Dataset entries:
╭──
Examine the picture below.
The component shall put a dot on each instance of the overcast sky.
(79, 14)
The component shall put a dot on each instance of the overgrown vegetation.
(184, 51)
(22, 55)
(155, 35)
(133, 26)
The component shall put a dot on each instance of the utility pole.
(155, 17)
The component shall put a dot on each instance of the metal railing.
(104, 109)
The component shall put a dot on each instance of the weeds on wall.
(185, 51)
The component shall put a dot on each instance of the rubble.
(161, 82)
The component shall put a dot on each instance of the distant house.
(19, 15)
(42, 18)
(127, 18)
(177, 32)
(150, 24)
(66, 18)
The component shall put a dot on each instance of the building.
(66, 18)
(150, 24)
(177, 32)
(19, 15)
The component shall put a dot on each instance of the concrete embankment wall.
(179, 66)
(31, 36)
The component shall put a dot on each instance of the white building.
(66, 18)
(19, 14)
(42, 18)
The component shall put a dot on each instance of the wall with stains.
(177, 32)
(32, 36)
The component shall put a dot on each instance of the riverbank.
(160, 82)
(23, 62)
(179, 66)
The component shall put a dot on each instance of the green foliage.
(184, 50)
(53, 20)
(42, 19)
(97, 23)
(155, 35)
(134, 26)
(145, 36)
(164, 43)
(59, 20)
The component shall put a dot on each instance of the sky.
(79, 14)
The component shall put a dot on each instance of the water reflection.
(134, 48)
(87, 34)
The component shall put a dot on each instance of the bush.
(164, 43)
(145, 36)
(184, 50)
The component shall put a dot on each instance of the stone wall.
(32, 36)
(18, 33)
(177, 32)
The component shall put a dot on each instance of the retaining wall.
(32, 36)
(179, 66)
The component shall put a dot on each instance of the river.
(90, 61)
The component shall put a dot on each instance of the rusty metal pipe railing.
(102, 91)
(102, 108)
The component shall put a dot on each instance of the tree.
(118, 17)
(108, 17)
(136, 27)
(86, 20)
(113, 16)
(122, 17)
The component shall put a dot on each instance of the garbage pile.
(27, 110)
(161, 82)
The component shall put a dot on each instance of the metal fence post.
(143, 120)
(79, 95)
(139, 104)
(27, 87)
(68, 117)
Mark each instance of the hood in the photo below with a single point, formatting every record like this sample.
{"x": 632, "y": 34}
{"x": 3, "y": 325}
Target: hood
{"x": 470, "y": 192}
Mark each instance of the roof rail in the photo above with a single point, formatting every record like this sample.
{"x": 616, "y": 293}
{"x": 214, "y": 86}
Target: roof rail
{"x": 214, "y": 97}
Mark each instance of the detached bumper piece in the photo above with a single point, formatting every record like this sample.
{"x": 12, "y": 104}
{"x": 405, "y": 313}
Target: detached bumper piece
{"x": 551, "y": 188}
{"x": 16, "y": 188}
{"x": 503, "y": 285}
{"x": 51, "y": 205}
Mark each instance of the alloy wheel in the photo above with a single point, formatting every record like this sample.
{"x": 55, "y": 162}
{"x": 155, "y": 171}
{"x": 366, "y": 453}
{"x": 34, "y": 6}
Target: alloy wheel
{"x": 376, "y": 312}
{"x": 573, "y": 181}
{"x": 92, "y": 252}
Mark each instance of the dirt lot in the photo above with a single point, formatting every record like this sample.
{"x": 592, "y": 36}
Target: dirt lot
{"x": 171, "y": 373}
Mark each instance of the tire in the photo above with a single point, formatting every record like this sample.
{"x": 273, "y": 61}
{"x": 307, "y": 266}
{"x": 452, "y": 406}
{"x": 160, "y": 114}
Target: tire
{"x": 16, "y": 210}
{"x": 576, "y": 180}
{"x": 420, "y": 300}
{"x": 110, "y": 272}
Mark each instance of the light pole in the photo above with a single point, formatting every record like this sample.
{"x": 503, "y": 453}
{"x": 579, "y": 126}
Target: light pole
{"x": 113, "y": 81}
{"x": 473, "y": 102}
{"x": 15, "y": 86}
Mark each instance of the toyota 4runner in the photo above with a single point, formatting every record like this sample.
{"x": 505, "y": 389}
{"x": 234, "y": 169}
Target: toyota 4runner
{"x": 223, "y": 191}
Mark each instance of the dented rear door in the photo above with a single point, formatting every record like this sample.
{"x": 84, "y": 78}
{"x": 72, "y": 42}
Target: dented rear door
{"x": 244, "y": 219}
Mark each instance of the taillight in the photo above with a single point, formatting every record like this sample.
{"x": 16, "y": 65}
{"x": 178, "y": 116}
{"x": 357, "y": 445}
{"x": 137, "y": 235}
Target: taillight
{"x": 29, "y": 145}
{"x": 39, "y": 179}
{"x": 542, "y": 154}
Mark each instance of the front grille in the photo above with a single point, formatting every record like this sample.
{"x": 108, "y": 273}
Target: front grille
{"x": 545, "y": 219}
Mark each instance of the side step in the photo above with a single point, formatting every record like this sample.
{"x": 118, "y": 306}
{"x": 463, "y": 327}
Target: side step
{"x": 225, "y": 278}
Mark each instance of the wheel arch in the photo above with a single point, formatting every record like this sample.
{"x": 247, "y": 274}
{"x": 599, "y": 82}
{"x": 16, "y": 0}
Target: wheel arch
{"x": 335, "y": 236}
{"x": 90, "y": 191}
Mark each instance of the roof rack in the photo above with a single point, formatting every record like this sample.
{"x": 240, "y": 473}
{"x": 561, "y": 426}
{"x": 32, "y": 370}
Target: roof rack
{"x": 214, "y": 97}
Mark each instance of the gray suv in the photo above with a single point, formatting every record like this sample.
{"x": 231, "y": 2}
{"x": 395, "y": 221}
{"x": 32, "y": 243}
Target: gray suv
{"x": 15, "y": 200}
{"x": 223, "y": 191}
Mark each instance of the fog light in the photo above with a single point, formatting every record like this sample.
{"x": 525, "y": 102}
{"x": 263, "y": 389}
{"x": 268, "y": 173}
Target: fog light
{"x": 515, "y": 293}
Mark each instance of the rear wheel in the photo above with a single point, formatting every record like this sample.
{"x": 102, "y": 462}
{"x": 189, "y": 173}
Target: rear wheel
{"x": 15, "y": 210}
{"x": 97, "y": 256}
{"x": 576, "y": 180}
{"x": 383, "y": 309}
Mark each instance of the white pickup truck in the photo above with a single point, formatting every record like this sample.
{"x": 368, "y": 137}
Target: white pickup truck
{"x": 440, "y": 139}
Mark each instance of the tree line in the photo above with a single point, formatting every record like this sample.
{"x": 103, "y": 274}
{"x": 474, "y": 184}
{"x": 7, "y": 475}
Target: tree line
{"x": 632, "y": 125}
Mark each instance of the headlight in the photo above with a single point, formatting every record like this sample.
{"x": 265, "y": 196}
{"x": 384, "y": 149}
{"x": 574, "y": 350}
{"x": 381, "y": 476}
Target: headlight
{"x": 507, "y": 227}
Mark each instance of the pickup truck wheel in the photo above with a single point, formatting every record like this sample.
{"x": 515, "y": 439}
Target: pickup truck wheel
╰──
* [Action item]
The answer should be all the entries, restated with no word changed.

* [Exercise result]
Examine the picture below.
The component shall put a dot on each instance of the overcast sky.
(79, 14)
The component shall put a dot on each instance of the overgrown vegetation.
(184, 51)
(22, 55)
(155, 35)
(133, 26)
The component shall put a dot on each instance of the utility pole.
(155, 17)
The component shall put a dot on each instance of the metal railing.
(104, 109)
The component shall put a dot on each instance of the weeds on wall.
(185, 51)
The component shall put a dot on each instance of the rubble.
(161, 82)
The component shall put a dot on each instance of the distant house.
(19, 15)
(42, 18)
(127, 18)
(177, 32)
(150, 24)
(66, 18)
The component shall put a dot on each instance of the building.
(66, 18)
(150, 24)
(177, 32)
(19, 15)
The component shall put a dot on each instance of the concrete embankment wall.
(179, 66)
(31, 36)
The component shall put a dot on each instance of the white building.
(66, 18)
(19, 14)
(42, 18)
The component shall put a dot on each instance of the wall with stains.
(177, 32)
(32, 36)
The component shall put a dot on each instance of the riverbank.
(160, 82)
(23, 62)
(179, 66)
The component shall put a dot on each instance of the green foliage.
(184, 50)
(53, 20)
(42, 19)
(97, 23)
(155, 35)
(134, 26)
(145, 36)
(164, 43)
(59, 20)
The component shall put a dot on each instance of the sky.
(79, 14)
The component shall put a dot on each instance of the water reflection.
(134, 48)
(87, 34)
The component shall put a dot on each instance of the bush.
(164, 43)
(145, 36)
(184, 50)
The component shall put a dot on each instance of the stone wall.
(32, 36)
(18, 33)
(177, 32)
The component shall put a dot on each instance of the retaining wall.
(32, 36)
(179, 66)
The component shall put a dot on each instance of the river.
(90, 61)
The component shall put a dot on each instance of the rusty metal pipe railing.
(102, 91)
(102, 108)
The component shall put a dot on each instance of the tree.
(118, 17)
(108, 17)
(136, 27)
(86, 20)
(113, 16)
(122, 17)
The component shall put a dot on each instance of the garbage pile.
(27, 110)
(161, 82)
The component shall put a dot on each instance of the metal fence post.
(143, 120)
(79, 95)
(139, 104)
(27, 87)
(68, 117)
Mark each instance of the hood in the photo below with a single point, formatting every record like this sample.
{"x": 632, "y": 34}
{"x": 3, "y": 325}
Target: hood
{"x": 470, "y": 192}
Mark each instance of the roof rail in the photo above with a single point, formatting every record like this sample.
{"x": 616, "y": 293}
{"x": 214, "y": 86}
Target: roof rail
{"x": 214, "y": 97}
Mark each instance of the detached bumper piece in the photo above with a single point, formatting every record like this sample.
{"x": 12, "y": 104}
{"x": 405, "y": 313}
Target: detached bumper piece
{"x": 551, "y": 188}
{"x": 16, "y": 188}
{"x": 503, "y": 285}
{"x": 51, "y": 205}
Mark each instance of the alloy wheel in the photo above with a single point, formatting every record like this sample.
{"x": 55, "y": 162}
{"x": 155, "y": 171}
{"x": 366, "y": 453}
{"x": 34, "y": 6}
Target: alloy wheel
{"x": 376, "y": 312}
{"x": 573, "y": 181}
{"x": 92, "y": 252}
Mark each instance of the dirt lot in the photo above with a single point, formatting every record like this sample.
{"x": 592, "y": 36}
Target: dirt lot
{"x": 171, "y": 373}
Mark each instance of the tire in the photo above with a single point, formatting every record like this sample.
{"x": 273, "y": 61}
{"x": 307, "y": 266}
{"x": 452, "y": 406}
{"x": 160, "y": 114}
Target: tire
{"x": 16, "y": 210}
{"x": 576, "y": 180}
{"x": 420, "y": 300}
{"x": 110, "y": 272}
Mark each instance of the light pole in the photo above with a single point, formatting every record like this sample.
{"x": 503, "y": 453}
{"x": 579, "y": 126}
Target: light pole
{"x": 113, "y": 81}
{"x": 473, "y": 102}
{"x": 15, "y": 86}
Mark each instance of the toyota 4runner in the photo above with a single point, formatting every record like this sample.
{"x": 505, "y": 389}
{"x": 234, "y": 169}
Target: toyota 4runner
{"x": 223, "y": 191}
Mark each instance of the dented rear door in the photo above with a single point, formatting every record like this sample.
{"x": 84, "y": 78}
{"x": 72, "y": 42}
Target: dented rear door
{"x": 244, "y": 219}
Mark each instance of the taillight in the photo above with a single point, formatting every record like this sample.
{"x": 16, "y": 65}
{"x": 178, "y": 116}
{"x": 357, "y": 445}
{"x": 137, "y": 235}
Target: taillight
{"x": 29, "y": 145}
{"x": 39, "y": 179}
{"x": 542, "y": 154}
Mark each instance of the front grille in the photo above with a single point, formatting every record like this sample.
{"x": 108, "y": 273}
Target: front grille
{"x": 545, "y": 219}
Mark each instance of the side step in the photo above with a single point, formatting every record like this sample.
{"x": 118, "y": 306}
{"x": 463, "y": 327}
Target: side step
{"x": 225, "y": 278}
Mark each instance of the wheel arch in the photo above with a single point, formatting every record like this sample.
{"x": 247, "y": 274}
{"x": 599, "y": 82}
{"x": 16, "y": 0}
Target: wheel arch
{"x": 335, "y": 236}
{"x": 90, "y": 191}
Mark each instance of the roof rack in the photo above with a single point, formatting every record like this sample.
{"x": 240, "y": 473}
{"x": 561, "y": 426}
{"x": 32, "y": 370}
Target: roof rack
{"x": 214, "y": 97}
Mark each instance of the gray suv in the photo above with a single point, formatting every record like this sample.
{"x": 231, "y": 2}
{"x": 395, "y": 221}
{"x": 32, "y": 243}
Target: gray suv
{"x": 15, "y": 200}
{"x": 223, "y": 191}
Mark each instance of the fog light in the photo above with a single point, formatting every record like this sample.
{"x": 525, "y": 102}
{"x": 263, "y": 389}
{"x": 268, "y": 173}
Target: fog light
{"x": 515, "y": 293}
Mark each instance of the rear wheel in the photo above with a single point, formatting every record like this sample.
{"x": 102, "y": 462}
{"x": 189, "y": 173}
Target: rear wheel
{"x": 15, "y": 210}
{"x": 97, "y": 256}
{"x": 576, "y": 180}
{"x": 383, "y": 309}
Mark each instance of the white pickup truck in the photo above with a single point, formatting every record like this sample.
{"x": 368, "y": 137}
Target: white pickup truck
{"x": 440, "y": 139}
Mark each instance of the tree line in the photo above with a single point, formatting every record like this sample.
{"x": 103, "y": 274}
{"x": 474, "y": 184}
{"x": 7, "y": 475}
Target: tree line
{"x": 632, "y": 125}
Mark each instance of the headlight in the photo above with a single point, formatting every record like this sample.
{"x": 265, "y": 196}
{"x": 384, "y": 149}
{"x": 574, "y": 350}
{"x": 381, "y": 476}
Target: headlight
{"x": 507, "y": 227}
Mark each instance of the pickup truck wheel in the photo above with a single point, formatting every record like this sample.
{"x": 515, "y": 439}
Target: pickup truck wheel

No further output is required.